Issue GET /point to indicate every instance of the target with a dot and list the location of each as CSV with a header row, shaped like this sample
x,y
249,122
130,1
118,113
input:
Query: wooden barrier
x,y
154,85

━━━━━━

* WHAT YOU HAVE TO DO *
Exactly as they appear above, return all of the records.

* PROBLEM SOLUTION *
Issue GET /point to indicate every instance of the target with a dot and list the location of each as CSV with a header row, shaped like this sample
x,y
249,122
130,1
118,113
input:
Query: wooden barrier
x,y
154,85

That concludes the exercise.